** Start of GIVEN TEXT **

Now, when it's impolitic to mention the c-word, London is a city of tribes.
From those Shoreditch irritants who tweet and drink coffee to New Cross creatives, Tufnell Park princesses, banker boys, grime guys and more, the city's dwellers now define themselves more by their cultural interests than by their relationship to capital.
And to these tribes we must now add a new one, a growing one, and an annoying one. Let's call them metropolis moaners, a largely middle-class set that spends its every waking hour complaining about how smoggy, noisy and, most of all, bloody expensive life in London is.
Shoreditch graffiti commemorates the battle of Waterloo (Photo: James Gourley/REX)
MMs do virtually — on Twitter, in blog posts, in charity-funded reports — what those proverbial housewives used to do over the garden fence: complain about everything, especially stuff that pinches the pocket.
The latest outburst of metropolis moaning comes from Trust for London, in tandem with Loughborough University.

** End of GIVEN TEXT **

• LIST OF TASKS:
1 – In the passage on London's tribes, what name does the writer give to the new tribe?
2 – In the passage on London's tribes, rewrite the stretch from "And to these" through "(Photo: James Gourley/REX)", substituting "city grumblers" for "metropolis moaners".
3 – Carry on the passage on London's tribes from its final sentence.
The material that follows has no connection to the passage on London's tribes.

** Start of EXTRACTED INFORMATION **

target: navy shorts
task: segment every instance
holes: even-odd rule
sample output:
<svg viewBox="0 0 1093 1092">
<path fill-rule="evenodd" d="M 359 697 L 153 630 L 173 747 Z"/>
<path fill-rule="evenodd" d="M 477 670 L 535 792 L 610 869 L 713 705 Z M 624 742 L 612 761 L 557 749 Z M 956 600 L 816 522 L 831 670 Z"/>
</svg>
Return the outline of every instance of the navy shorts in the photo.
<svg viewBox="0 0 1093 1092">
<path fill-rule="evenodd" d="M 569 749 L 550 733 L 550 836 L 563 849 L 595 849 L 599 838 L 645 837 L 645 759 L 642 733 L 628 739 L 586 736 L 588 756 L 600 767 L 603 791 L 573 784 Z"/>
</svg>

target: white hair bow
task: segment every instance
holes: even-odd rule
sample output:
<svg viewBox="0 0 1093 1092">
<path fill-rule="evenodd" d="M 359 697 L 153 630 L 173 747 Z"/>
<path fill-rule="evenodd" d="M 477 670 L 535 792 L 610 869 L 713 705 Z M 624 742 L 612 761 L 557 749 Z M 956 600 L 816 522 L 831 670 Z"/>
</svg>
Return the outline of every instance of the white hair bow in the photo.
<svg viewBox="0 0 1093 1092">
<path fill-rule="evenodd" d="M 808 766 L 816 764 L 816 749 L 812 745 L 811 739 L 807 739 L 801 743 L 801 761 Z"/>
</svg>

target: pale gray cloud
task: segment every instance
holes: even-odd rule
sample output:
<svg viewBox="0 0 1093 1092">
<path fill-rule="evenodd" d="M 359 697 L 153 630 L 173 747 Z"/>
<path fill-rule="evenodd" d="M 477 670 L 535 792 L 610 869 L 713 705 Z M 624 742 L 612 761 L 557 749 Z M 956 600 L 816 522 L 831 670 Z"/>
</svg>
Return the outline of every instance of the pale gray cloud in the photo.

** End of EXTRACTED INFORMATION **

• TASK RESPONSES:
1 – Metropolis moaners.

2 –
And to these tribes we must now add a new one, a growing one, and an annoying one. Let's call them city grumblers, a largely middle-class set that spends its every waking hour complaining about how smoggy, noisy and, most of all, bloody expensive life in London is.
Shoreditch graffiti commemorates the battle of Waterloo (Photo: James Gourley/REX)

3 –
They've released a report claiming that it can cost a Londoner up to 50 per cent more than a non-Londoner to achieve a "decent standard of living".
Because housing, travel and grub cost more in London than they do anywhere else in the UK, a singe person in Inner London apparently has to spend £410 a week to get by — £130 more than the UK average.
Trust for London says "one in three Londoners are struggling to live a decent life”, and London risks becoming a "city for the wealthiest".
There's a hell of a lot of hyperbole here. A city of the wealthy? It isn’t going to happen. This is still a city packed with everyone from ridiculously wealthy traders to secretaries, McDonald's workers, buskers and immigrants. London has long been a place where the well-off have rubbed shoulders — and occasionally other things — with the down-at-heel.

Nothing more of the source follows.